## Problem requirements:
From the first line of the entries through the line containing "Kindly outline every instance of the marina", output everything exactly except the pictures.

## The data:
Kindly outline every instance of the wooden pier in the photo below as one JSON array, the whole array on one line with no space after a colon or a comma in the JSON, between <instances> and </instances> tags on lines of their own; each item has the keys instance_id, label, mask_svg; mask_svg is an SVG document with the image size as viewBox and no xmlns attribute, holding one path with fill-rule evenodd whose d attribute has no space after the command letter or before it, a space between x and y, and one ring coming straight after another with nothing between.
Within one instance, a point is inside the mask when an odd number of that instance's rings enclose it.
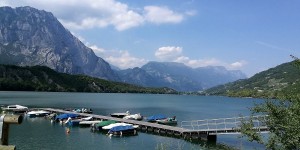
<instances>
[{"instance_id":1,"label":"wooden pier","mask_svg":"<svg viewBox=\"0 0 300 150\"><path fill-rule=\"evenodd\" d=\"M138 125L138 129L142 132L173 136L186 140L208 140L215 142L218 134L240 134L239 124L241 117L182 121L181 127L175 127L145 121L127 120L96 114L77 113L54 108L39 109L55 113L72 113L83 117L93 117L99 120L115 120L118 122L130 123L133 125ZM267 131L267 127L263 126L262 123L259 123L260 122L258 122L258 126L255 126L255 128L257 128L259 132Z\"/></svg>"}]
</instances>

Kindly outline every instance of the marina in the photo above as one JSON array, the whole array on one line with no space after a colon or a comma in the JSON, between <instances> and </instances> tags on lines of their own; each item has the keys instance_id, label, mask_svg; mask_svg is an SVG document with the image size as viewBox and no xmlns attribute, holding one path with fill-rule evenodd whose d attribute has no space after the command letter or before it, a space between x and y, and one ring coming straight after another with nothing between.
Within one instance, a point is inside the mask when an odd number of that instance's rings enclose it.
<instances>
[{"instance_id":1,"label":"marina","mask_svg":"<svg viewBox=\"0 0 300 150\"><path fill-rule=\"evenodd\" d=\"M91 108L93 114L83 114L81 118L101 114L100 116L103 120L112 119L110 116L111 113L126 112L127 110L131 114L140 113L144 116L143 121L137 121L141 124L140 128L137 129L137 136L113 136L111 138L106 135L107 132L91 132L90 128L81 127L80 125L68 126L60 123L51 123L49 119L45 119L44 117L24 117L22 124L11 126L9 140L9 144L16 145L17 149L22 150L47 150L54 149L57 146L59 146L59 149L73 150L84 148L99 149L99 147L101 149L122 148L125 150L151 150L162 149L163 147L166 147L165 149L203 149L203 146L209 146L209 149L223 149L222 145L224 144L239 149L241 148L239 144L241 142L243 143L243 149L264 149L259 144L250 143L247 140L238 138L238 134L218 134L217 141L211 143L204 140L207 138L205 136L200 137L203 140L199 139L198 133L200 131L196 131L204 129L204 126L200 126L204 122L201 122L199 119L230 118L239 116L239 114L247 116L249 114L247 107L251 107L251 104L253 104L252 100L256 99L243 100L226 97L148 94L0 92L2 105L20 104L29 108L51 108L58 110L64 108ZM187 101L189 103L186 103ZM259 100L256 101L259 102ZM219 111L213 111L216 109ZM73 109L70 110L72 111ZM185 134L186 137L184 137L180 132L175 132L174 134L171 130L159 130L163 125L147 122L147 117L155 114L165 114L166 117L176 116L177 125L166 126L166 128L175 128L181 131L184 128L185 130L195 131L189 132L192 133L192 136ZM113 119L116 122L123 121L122 118ZM125 121L131 124L132 121L136 120ZM219 124L220 122L217 123ZM143 124L150 124L151 126L142 126ZM213 123L211 122L211 124ZM210 129L213 129L213 125L210 125ZM70 131L69 133L67 133L68 130ZM191 142L190 139L198 142Z\"/></svg>"},{"instance_id":2,"label":"marina","mask_svg":"<svg viewBox=\"0 0 300 150\"><path fill-rule=\"evenodd\" d=\"M96 114L86 114L78 113L72 111L65 111L62 109L53 108L39 108L52 113L63 113L63 114L74 114L74 116L84 116L93 117L98 120L114 120L117 122L128 123L133 125L138 125L138 129L143 132L155 132L160 135L168 135L173 137L181 137L184 139L193 140L209 140L211 142L217 141L218 134L240 134L239 128L241 120L249 117L234 117L234 118L221 118L221 119L210 119L210 120L198 120L198 121L183 121L181 122L181 127L169 126L153 122L128 120L117 117L96 115ZM257 118L254 120L256 122L255 128L258 132L268 131L268 128L261 123L266 116L254 116ZM213 127L210 127L213 126ZM192 128L184 128L192 127ZM195 129L195 127L197 127ZM204 128L202 128L204 127Z\"/></svg>"}]
</instances>

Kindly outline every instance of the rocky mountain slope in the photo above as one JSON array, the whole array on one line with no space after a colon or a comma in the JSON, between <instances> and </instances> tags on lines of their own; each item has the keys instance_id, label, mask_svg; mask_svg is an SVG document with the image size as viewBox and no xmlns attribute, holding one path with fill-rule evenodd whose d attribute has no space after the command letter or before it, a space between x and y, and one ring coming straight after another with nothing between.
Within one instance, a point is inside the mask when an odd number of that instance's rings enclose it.
<instances>
[{"instance_id":1,"label":"rocky mountain slope","mask_svg":"<svg viewBox=\"0 0 300 150\"><path fill-rule=\"evenodd\" d=\"M52 13L32 7L0 7L0 64L41 65L63 73L118 79L109 64Z\"/></svg>"}]
</instances>

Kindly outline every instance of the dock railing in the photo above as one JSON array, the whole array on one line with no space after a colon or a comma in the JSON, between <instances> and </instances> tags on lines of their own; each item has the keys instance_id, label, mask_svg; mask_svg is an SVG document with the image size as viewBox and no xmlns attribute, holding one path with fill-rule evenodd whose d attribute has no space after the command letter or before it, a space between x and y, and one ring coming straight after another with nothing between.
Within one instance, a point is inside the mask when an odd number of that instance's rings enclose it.
<instances>
[{"instance_id":1,"label":"dock railing","mask_svg":"<svg viewBox=\"0 0 300 150\"><path fill-rule=\"evenodd\" d=\"M265 123L267 115L182 121L181 127L186 131L215 132L216 134L239 133L242 121L248 122L250 119L253 128L258 131L267 128Z\"/></svg>"}]
</instances>

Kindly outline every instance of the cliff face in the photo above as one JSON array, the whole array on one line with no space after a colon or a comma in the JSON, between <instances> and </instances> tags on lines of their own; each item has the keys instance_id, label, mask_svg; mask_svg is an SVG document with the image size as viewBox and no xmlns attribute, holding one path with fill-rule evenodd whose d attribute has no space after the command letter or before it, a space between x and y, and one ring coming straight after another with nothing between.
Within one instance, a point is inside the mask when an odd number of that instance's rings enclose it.
<instances>
[{"instance_id":1,"label":"cliff face","mask_svg":"<svg viewBox=\"0 0 300 150\"><path fill-rule=\"evenodd\" d=\"M0 63L42 65L63 73L118 79L109 64L52 13L31 7L0 8Z\"/></svg>"}]
</instances>

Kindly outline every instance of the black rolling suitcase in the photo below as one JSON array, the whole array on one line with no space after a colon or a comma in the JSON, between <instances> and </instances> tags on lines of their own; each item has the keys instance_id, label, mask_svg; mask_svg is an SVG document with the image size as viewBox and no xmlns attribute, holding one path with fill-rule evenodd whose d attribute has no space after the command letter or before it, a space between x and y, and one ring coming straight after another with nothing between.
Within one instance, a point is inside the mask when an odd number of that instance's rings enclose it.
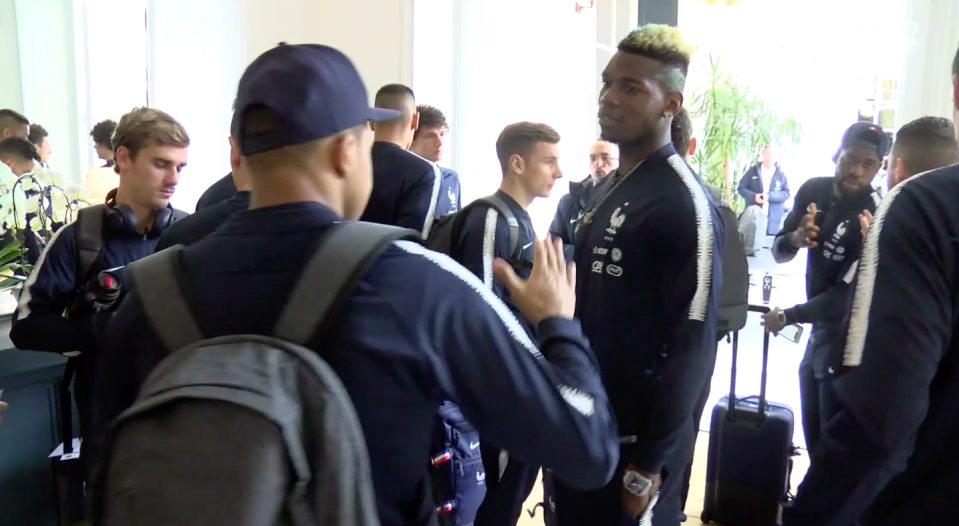
<instances>
[{"instance_id":1,"label":"black rolling suitcase","mask_svg":"<svg viewBox=\"0 0 959 526\"><path fill-rule=\"evenodd\" d=\"M750 306L751 312L769 312ZM702 521L723 526L776 526L789 494L795 420L784 404L766 401L769 332L763 335L758 397L736 398L739 333L733 333L729 396L713 408Z\"/></svg>"},{"instance_id":2,"label":"black rolling suitcase","mask_svg":"<svg viewBox=\"0 0 959 526\"><path fill-rule=\"evenodd\" d=\"M79 440L74 439L73 395L70 383L76 371L75 358L67 360L60 380L60 438L61 444L50 454L57 497L57 524L73 525L86 518L83 480L85 470L80 460Z\"/></svg>"}]
</instances>

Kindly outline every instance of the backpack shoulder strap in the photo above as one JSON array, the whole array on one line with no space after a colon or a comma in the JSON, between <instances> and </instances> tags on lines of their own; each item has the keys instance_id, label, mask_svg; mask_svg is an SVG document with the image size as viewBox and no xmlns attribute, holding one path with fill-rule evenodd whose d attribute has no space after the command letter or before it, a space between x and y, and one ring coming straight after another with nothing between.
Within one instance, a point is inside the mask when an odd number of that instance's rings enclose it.
<instances>
[{"instance_id":1,"label":"backpack shoulder strap","mask_svg":"<svg viewBox=\"0 0 959 526\"><path fill-rule=\"evenodd\" d=\"M177 278L181 245L145 257L127 267L147 319L169 352L203 339Z\"/></svg>"},{"instance_id":2,"label":"backpack shoulder strap","mask_svg":"<svg viewBox=\"0 0 959 526\"><path fill-rule=\"evenodd\" d=\"M513 211L509 209L506 201L503 201L496 194L486 196L482 198L481 201L489 203L490 206L495 208L496 211L503 216L503 219L506 219L506 224L509 225L510 261L519 261L523 257L523 249L519 246L519 221L516 220Z\"/></svg>"},{"instance_id":3,"label":"backpack shoulder strap","mask_svg":"<svg viewBox=\"0 0 959 526\"><path fill-rule=\"evenodd\" d=\"M352 294L357 281L393 241L422 241L419 232L365 222L333 226L300 276L280 314L275 334L304 345L323 334L332 316Z\"/></svg>"},{"instance_id":4,"label":"backpack shoulder strap","mask_svg":"<svg viewBox=\"0 0 959 526\"><path fill-rule=\"evenodd\" d=\"M99 204L81 208L77 212L77 283L85 283L90 270L100 259L103 248L103 216L107 205Z\"/></svg>"}]
</instances>

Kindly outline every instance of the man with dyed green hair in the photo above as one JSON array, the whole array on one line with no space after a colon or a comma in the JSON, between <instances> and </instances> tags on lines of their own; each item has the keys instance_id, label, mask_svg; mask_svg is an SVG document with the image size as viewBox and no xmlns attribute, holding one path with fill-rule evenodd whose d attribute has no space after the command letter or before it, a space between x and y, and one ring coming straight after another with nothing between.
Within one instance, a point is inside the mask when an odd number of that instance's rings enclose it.
<instances>
[{"instance_id":1,"label":"man with dyed green hair","mask_svg":"<svg viewBox=\"0 0 959 526\"><path fill-rule=\"evenodd\" d=\"M616 414L622 461L600 490L548 480L551 524L681 519L690 419L715 357L723 240L721 217L671 144L691 54L679 30L647 25L603 72L601 135L619 146L620 163L576 232L576 315Z\"/></svg>"}]
</instances>

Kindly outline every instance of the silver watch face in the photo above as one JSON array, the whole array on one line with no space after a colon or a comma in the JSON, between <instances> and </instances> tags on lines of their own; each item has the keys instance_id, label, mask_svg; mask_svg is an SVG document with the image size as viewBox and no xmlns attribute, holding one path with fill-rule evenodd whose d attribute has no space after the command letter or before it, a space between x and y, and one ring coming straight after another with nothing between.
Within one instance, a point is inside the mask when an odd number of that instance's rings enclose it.
<instances>
[{"instance_id":1,"label":"silver watch face","mask_svg":"<svg viewBox=\"0 0 959 526\"><path fill-rule=\"evenodd\" d=\"M640 475L636 471L627 471L626 475L623 476L623 486L626 488L626 491L637 497L649 495L649 489L652 485L653 481Z\"/></svg>"}]
</instances>

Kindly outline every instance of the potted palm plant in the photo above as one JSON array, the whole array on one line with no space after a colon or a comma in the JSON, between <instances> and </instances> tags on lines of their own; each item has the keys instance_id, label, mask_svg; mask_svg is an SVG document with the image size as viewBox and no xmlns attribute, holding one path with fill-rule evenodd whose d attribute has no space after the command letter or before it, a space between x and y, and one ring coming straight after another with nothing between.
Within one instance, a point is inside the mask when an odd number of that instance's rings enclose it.
<instances>
[{"instance_id":1,"label":"potted palm plant","mask_svg":"<svg viewBox=\"0 0 959 526\"><path fill-rule=\"evenodd\" d=\"M708 73L688 104L690 116L703 123L692 164L706 183L722 189L730 207L741 210L743 203L735 191L740 175L767 144L780 148L799 144L802 126L737 81L723 68L722 56L710 54Z\"/></svg>"}]
</instances>

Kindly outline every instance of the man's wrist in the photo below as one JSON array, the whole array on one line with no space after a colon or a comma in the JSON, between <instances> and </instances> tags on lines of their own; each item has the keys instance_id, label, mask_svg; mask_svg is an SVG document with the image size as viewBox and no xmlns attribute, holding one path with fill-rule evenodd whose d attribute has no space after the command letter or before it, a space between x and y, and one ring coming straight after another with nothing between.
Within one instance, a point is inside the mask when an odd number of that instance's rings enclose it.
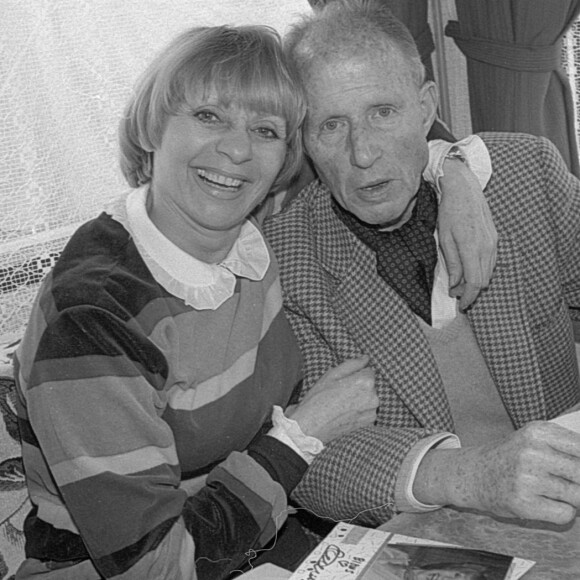
<instances>
[{"instance_id":1,"label":"man's wrist","mask_svg":"<svg viewBox=\"0 0 580 580\"><path fill-rule=\"evenodd\" d=\"M471 501L469 453L465 449L433 449L429 451L415 477L413 493L418 501L474 507Z\"/></svg>"},{"instance_id":2,"label":"man's wrist","mask_svg":"<svg viewBox=\"0 0 580 580\"><path fill-rule=\"evenodd\" d=\"M436 433L425 437L409 450L403 460L395 484L395 502L402 512L426 512L439 509L443 504L420 501L414 494L414 484L419 466L433 449L455 449L461 446L457 435Z\"/></svg>"}]
</instances>

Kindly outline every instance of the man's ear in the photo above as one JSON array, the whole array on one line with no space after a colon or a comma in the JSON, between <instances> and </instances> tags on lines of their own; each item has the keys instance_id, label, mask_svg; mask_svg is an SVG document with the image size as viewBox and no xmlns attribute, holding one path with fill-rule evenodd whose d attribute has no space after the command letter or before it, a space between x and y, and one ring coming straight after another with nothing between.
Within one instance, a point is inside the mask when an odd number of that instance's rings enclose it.
<instances>
[{"instance_id":1,"label":"man's ear","mask_svg":"<svg viewBox=\"0 0 580 580\"><path fill-rule=\"evenodd\" d=\"M437 117L437 107L439 106L439 89L433 81L425 81L419 89L419 103L423 111L423 127L425 128L425 136L427 136Z\"/></svg>"}]
</instances>

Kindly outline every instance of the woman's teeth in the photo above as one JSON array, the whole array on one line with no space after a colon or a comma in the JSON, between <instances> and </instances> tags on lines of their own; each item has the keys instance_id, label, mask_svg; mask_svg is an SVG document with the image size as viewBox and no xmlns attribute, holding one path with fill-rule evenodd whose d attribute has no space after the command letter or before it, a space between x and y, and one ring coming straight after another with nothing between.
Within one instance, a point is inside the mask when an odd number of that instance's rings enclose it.
<instances>
[{"instance_id":1,"label":"woman's teeth","mask_svg":"<svg viewBox=\"0 0 580 580\"><path fill-rule=\"evenodd\" d=\"M198 169L197 174L211 185L219 185L221 187L231 187L237 189L243 183L241 179L234 179L233 177L225 177L224 175L219 175L218 173L212 173L206 171L205 169Z\"/></svg>"}]
</instances>

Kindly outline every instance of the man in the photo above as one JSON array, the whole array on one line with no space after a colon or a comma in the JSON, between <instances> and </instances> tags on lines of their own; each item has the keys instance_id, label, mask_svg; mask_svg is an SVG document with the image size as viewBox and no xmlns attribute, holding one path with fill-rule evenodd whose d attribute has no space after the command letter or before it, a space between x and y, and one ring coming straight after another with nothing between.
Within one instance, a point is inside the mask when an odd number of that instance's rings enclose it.
<instances>
[{"instance_id":1,"label":"man","mask_svg":"<svg viewBox=\"0 0 580 580\"><path fill-rule=\"evenodd\" d=\"M437 88L408 31L380 3L334 0L287 46L307 88L304 142L320 181L266 233L305 355L304 392L364 353L381 400L376 425L329 444L296 499L369 524L442 505L570 521L580 434L547 420L580 399L578 181L544 139L482 135L498 258L462 312L421 179Z\"/></svg>"}]
</instances>

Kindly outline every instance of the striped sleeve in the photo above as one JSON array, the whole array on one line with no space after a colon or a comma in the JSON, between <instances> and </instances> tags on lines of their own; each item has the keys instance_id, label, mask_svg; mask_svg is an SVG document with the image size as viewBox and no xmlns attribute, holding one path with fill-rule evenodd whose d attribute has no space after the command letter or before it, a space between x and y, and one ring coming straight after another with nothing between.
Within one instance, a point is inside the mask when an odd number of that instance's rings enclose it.
<instances>
[{"instance_id":1,"label":"striped sleeve","mask_svg":"<svg viewBox=\"0 0 580 580\"><path fill-rule=\"evenodd\" d=\"M105 578L220 578L274 536L286 518L285 487L296 484L305 462L258 444L231 454L188 497L161 418L168 373L161 351L94 306L30 324L39 325L29 329L39 337L36 355L18 381L37 506L28 557L90 558ZM280 467L284 453L293 475Z\"/></svg>"}]
</instances>

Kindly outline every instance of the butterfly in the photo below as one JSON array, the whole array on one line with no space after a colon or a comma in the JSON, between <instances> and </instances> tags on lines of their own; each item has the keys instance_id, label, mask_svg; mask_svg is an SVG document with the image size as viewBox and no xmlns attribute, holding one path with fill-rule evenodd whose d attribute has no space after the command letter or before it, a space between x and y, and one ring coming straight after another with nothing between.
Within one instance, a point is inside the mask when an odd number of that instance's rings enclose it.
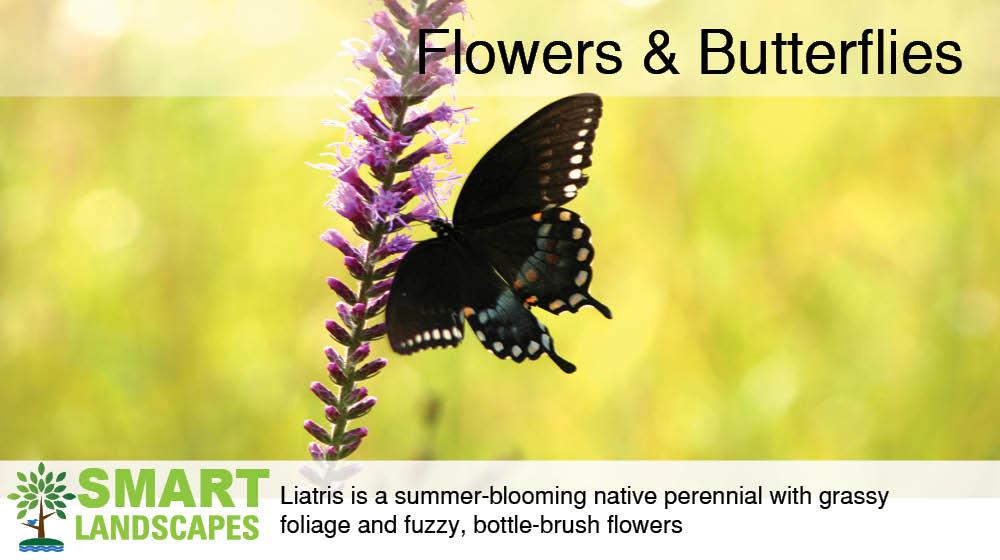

## Result of this task:
Kindly outline every instance of the wooden pier in the photo below as one JSON array, the whole array on one line with no space after a colon or a comma in the JSON, between <instances> and </instances> tags on lines of their own; each item has the keys instance_id, label, mask_svg; mask_svg is an SVG document with the image size as viewBox and no xmlns attribute, holding one path with fill-rule evenodd whose d attribute has no space after the command letter or before it, a space between x and y, and one ring coming straight after another with nothing between.
Within one instance, a point is inside the mask when an odd number of that instance's rings enclose it.
<instances>
[{"instance_id":1,"label":"wooden pier","mask_svg":"<svg viewBox=\"0 0 300 150\"><path fill-rule=\"evenodd\" d=\"M138 125L138 129L142 132L173 136L186 140L208 140L215 142L218 134L240 134L239 124L241 117L182 121L181 127L175 127L145 121L127 120L96 114L77 113L54 108L39 109L55 113L72 113L83 117L93 117L99 120L115 120L118 122L130 123L133 125ZM267 131L267 127L263 126L262 123L259 123L260 122L258 122L258 126L255 126L255 128L257 128L259 132Z\"/></svg>"}]
</instances>

Kindly outline every instance of the marina in the photo above as one JSON array, the whole array on one line with no space after a colon or a comma in the JSON, between <instances> and </instances> tags on lines of their own; each item has the keys instance_id, label, mask_svg; mask_svg is an SVG document with the image size as viewBox and no xmlns attribute, holding one path with fill-rule evenodd whose d attribute has no space after the command letter or before it, a space between x and y, and one ring coming straight after another with nothing between.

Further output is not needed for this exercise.